> Entries from an annotation dataset
(begin)

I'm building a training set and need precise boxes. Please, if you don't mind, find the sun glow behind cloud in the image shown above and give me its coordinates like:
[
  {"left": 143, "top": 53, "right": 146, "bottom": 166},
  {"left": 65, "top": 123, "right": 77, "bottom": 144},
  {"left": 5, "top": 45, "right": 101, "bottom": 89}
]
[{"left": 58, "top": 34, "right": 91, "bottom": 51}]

(end)

> GOAL
Print all the data exactly.

> RESULT FOR THIS TASK
I'm building a training set and need precise boxes. Please, if you don't mind, find the sun glow behind cloud in the image shown above and give me its coordinates like:
[
  {"left": 143, "top": 53, "right": 146, "bottom": 166},
  {"left": 65, "top": 123, "right": 77, "bottom": 144},
  {"left": 5, "top": 45, "right": 101, "bottom": 89}
]
[{"left": 58, "top": 34, "right": 91, "bottom": 51}]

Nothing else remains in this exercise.